# WHAT YOU SHOULD DO
Produce as output only the lines below starting at the line with "the black leggings?" and continuing through the line with "Which spot lies innermost in each instance of the yellow road", each one exactly as written.

# INPUT MATERIAL
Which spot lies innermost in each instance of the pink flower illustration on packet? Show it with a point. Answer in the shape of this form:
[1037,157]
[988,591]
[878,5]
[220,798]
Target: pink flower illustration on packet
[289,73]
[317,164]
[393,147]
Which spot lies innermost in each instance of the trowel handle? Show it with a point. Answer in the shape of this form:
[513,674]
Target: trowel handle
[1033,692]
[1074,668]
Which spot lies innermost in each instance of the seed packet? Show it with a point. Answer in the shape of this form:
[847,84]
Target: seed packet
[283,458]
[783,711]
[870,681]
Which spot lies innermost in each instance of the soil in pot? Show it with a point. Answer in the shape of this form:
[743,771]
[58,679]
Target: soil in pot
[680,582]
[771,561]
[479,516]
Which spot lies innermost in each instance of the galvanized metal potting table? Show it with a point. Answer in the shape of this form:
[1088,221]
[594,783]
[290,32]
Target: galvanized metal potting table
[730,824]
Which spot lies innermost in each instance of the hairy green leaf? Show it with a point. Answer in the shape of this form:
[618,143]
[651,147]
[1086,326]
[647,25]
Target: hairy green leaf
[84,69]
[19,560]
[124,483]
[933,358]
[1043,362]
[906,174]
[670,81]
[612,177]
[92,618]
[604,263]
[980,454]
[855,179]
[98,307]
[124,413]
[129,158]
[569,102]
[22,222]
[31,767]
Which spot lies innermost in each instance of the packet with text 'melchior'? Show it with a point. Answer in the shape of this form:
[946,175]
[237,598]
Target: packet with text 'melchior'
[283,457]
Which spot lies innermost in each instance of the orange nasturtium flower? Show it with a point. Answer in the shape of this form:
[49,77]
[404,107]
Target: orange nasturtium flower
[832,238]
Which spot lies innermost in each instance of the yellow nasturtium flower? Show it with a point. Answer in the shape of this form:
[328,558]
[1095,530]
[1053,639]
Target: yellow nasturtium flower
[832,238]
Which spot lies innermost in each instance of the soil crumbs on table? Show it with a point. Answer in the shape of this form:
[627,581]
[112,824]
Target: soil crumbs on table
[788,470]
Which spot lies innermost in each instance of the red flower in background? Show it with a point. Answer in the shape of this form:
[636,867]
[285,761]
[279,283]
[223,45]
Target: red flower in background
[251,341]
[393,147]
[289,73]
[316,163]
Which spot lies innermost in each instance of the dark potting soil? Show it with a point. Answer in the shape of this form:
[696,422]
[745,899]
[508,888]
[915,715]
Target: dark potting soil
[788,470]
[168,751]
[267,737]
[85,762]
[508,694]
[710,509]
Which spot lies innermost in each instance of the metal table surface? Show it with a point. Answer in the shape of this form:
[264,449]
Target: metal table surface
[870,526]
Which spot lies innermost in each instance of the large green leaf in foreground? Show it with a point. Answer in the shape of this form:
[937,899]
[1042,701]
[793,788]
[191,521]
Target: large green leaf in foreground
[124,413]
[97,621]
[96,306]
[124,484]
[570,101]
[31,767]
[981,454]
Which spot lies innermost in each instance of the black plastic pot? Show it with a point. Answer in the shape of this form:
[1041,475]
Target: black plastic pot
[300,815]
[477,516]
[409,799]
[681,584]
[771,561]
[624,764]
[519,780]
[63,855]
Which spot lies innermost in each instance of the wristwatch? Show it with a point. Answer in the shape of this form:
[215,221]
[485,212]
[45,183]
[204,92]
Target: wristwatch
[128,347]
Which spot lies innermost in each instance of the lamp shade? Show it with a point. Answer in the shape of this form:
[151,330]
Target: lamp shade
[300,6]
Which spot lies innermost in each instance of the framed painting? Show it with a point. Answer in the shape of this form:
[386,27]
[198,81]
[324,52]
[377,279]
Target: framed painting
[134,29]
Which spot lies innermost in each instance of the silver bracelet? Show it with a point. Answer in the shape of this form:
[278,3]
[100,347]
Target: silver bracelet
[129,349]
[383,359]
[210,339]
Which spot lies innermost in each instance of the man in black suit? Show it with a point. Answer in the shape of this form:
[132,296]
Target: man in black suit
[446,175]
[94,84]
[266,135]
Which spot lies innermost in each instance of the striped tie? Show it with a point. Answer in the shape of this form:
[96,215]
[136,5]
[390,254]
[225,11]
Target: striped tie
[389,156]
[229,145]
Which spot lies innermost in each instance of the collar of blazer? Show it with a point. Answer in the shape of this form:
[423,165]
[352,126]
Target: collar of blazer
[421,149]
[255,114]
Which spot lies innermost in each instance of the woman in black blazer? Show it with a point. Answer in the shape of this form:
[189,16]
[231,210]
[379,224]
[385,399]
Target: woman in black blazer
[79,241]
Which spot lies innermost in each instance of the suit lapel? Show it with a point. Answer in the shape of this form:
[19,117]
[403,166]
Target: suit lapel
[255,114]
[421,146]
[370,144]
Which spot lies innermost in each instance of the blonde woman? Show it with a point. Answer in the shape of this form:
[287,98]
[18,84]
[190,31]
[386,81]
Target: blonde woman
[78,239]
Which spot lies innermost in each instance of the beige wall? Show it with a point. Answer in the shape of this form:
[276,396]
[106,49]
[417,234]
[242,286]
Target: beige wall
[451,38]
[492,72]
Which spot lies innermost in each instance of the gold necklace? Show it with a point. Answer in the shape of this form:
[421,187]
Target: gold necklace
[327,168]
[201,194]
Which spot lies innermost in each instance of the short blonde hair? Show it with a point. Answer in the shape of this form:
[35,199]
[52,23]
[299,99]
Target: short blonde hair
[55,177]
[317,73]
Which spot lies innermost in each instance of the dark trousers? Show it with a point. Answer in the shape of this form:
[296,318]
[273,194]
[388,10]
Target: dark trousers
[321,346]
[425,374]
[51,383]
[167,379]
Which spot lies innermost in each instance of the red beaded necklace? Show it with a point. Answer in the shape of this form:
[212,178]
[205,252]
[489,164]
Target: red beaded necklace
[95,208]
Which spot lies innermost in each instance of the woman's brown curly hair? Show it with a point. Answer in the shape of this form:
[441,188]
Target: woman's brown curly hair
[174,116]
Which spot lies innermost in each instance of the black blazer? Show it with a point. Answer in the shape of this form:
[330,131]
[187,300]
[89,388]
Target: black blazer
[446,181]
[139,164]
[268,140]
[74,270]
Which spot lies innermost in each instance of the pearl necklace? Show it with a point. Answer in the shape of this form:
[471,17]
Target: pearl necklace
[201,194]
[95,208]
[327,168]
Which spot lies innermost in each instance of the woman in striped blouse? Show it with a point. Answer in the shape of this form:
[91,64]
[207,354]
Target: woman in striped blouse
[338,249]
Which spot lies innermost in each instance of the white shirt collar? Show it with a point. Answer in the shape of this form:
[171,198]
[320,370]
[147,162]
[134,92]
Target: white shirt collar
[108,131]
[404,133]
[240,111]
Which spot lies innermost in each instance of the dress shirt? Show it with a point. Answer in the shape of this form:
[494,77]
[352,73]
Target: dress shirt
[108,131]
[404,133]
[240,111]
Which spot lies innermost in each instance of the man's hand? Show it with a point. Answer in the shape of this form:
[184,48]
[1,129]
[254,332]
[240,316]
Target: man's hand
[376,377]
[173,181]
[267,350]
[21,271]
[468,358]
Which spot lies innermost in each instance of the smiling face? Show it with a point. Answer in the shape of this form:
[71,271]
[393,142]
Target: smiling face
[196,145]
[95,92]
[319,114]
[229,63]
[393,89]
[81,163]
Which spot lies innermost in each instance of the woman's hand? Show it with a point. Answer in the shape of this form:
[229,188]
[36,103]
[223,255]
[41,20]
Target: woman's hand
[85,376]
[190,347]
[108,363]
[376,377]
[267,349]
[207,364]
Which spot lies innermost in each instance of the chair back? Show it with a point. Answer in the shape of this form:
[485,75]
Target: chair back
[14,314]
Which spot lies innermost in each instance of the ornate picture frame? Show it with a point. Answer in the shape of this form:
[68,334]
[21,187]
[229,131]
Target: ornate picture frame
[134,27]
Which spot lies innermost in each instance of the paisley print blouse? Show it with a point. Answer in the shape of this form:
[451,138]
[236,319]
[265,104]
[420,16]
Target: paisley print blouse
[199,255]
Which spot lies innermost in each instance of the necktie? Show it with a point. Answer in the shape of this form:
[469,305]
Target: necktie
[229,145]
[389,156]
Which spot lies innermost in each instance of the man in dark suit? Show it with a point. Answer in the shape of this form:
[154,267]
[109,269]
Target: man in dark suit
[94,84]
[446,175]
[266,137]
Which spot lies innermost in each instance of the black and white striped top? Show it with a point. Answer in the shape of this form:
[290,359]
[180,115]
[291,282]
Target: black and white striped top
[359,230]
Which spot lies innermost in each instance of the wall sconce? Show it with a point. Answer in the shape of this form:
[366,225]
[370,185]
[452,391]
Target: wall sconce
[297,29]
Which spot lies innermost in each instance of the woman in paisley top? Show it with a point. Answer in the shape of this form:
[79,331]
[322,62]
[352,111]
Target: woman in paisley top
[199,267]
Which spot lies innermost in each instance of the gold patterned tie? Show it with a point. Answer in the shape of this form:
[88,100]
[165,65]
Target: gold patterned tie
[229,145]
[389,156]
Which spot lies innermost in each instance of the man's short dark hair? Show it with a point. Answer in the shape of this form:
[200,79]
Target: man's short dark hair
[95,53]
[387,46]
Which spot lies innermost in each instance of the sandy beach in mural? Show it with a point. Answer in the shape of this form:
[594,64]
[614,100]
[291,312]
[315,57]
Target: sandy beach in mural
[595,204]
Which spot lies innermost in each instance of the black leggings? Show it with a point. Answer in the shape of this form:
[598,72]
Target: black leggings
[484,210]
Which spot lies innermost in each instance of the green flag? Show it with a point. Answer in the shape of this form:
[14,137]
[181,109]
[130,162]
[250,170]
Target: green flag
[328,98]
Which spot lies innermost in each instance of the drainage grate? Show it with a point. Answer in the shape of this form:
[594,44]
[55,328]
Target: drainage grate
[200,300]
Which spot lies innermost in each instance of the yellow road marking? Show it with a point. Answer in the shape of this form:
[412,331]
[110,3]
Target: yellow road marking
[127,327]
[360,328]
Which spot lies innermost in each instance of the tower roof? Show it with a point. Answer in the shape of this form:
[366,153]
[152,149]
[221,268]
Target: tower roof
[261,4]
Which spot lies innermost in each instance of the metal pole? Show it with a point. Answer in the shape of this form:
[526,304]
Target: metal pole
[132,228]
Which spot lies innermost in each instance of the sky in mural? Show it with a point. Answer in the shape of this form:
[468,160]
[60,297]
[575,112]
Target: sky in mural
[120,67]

# SOLUTION FOR THIS PROBLEM
Which spot lies innermost in each instance of the black leggings? Show it with a point. Answer in the shape of this form:
[598,72]
Target: black leggings
[484,210]
Which spot lies innermost in each instance of the green flag? Show it with a point. Answer in the shape of this form:
[14,137]
[181,109]
[130,162]
[250,170]
Target: green flag
[328,98]
Which spot lies innermost in each instance of the drainage grate? Show it with a point. Answer in the shape of this form:
[594,44]
[55,328]
Target: drainage grate
[200,300]
Which spot lies innermost in each instance of the yellow road marking? Show it with a point. Answer in the shape of this form:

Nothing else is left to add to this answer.